*EXERCISE AIM*:
Starting at the line that contains "Within an <instance>" in the listing below, write out every line word for word until you have written the line that contains "156L310 201L301 210L335".

*INPUT DATA*:
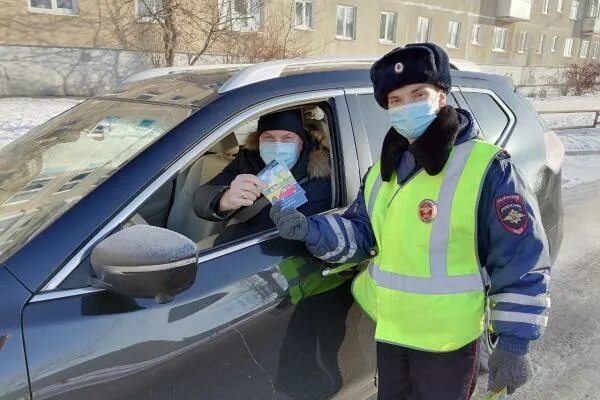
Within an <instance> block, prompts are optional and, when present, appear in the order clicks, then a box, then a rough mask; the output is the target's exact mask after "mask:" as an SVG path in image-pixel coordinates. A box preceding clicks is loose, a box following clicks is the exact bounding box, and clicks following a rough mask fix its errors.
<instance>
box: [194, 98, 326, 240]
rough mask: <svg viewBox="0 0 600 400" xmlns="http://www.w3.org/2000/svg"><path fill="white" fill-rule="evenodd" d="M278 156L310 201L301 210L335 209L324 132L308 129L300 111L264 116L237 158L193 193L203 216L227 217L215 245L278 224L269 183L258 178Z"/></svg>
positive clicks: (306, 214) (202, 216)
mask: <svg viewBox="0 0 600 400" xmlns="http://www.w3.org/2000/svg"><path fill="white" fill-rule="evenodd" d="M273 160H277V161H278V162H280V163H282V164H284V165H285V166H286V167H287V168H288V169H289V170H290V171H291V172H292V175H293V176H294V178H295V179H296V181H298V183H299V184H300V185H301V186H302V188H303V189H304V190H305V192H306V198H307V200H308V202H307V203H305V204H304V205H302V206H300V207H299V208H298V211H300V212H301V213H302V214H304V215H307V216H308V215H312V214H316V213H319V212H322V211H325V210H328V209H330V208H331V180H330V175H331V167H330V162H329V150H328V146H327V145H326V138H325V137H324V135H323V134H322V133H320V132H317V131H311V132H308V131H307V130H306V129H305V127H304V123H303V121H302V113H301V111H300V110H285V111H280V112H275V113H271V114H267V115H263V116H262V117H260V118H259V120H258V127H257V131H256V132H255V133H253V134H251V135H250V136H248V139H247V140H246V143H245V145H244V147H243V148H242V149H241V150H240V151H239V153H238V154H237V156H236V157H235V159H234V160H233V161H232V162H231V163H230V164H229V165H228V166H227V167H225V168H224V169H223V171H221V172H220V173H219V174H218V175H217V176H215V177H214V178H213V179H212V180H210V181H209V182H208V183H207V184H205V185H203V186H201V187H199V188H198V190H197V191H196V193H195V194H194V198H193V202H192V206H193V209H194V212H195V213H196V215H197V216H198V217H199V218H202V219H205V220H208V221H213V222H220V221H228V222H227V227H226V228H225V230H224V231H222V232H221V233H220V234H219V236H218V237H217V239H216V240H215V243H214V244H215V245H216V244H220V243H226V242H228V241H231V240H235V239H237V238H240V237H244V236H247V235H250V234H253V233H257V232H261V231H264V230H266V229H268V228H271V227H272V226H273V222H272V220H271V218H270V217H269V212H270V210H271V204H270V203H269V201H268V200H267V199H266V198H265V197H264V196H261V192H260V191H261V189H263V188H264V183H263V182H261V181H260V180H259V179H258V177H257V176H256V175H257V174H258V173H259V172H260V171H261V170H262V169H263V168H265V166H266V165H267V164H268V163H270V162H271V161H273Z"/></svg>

==

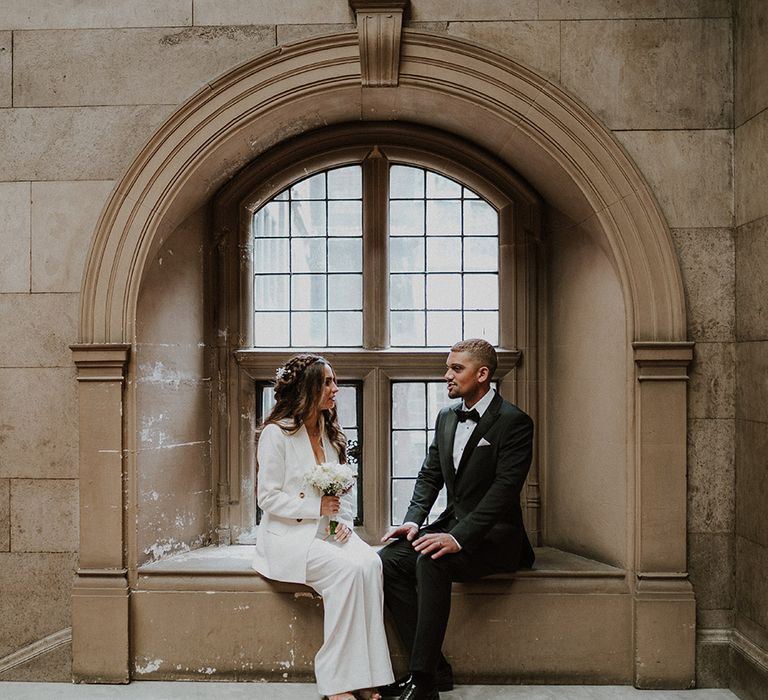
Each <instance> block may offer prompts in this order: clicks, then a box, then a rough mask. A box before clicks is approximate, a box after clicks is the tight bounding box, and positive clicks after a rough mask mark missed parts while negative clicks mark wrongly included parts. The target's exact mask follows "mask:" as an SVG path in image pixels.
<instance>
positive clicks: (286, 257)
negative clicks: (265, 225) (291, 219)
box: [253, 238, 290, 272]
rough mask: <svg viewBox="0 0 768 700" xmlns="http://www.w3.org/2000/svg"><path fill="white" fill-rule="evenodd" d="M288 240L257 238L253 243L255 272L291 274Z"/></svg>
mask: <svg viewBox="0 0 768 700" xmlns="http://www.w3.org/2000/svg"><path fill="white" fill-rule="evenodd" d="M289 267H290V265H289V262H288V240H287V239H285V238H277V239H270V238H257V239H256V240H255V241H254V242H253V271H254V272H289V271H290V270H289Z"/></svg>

* * *

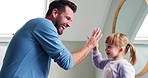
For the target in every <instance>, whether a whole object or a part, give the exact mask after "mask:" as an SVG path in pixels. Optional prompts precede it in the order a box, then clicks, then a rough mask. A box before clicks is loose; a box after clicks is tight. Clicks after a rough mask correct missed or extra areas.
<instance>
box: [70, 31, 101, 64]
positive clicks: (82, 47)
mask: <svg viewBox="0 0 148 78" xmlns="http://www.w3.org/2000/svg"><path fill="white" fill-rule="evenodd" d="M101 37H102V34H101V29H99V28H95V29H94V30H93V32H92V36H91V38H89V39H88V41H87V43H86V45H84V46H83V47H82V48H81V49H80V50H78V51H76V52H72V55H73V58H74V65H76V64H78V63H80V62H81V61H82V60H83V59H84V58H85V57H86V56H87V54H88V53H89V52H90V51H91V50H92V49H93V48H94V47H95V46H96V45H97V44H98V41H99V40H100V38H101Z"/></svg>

*WRITTEN REPLY*:
Within an <instance> block, prompts are optional and, when present, appear in the order clicks, then a box, then a rough mask; the output is the target's exact mask after "mask:" as an SVG path in image-pixel coordinates. A box preceding clicks is loose, a box following clicks is the exact bounding box, and clicks following a rough mask fix its errors.
<instance>
box: [194, 98, 326, 240]
rough mask: <svg viewBox="0 0 600 400" xmlns="http://www.w3.org/2000/svg"><path fill="white" fill-rule="evenodd" d="M278 156L310 201L301 210L335 209L324 132L308 129L300 111L264 116L237 158L193 193L203 216L227 217L215 245L278 224L269 183L258 178Z"/></svg>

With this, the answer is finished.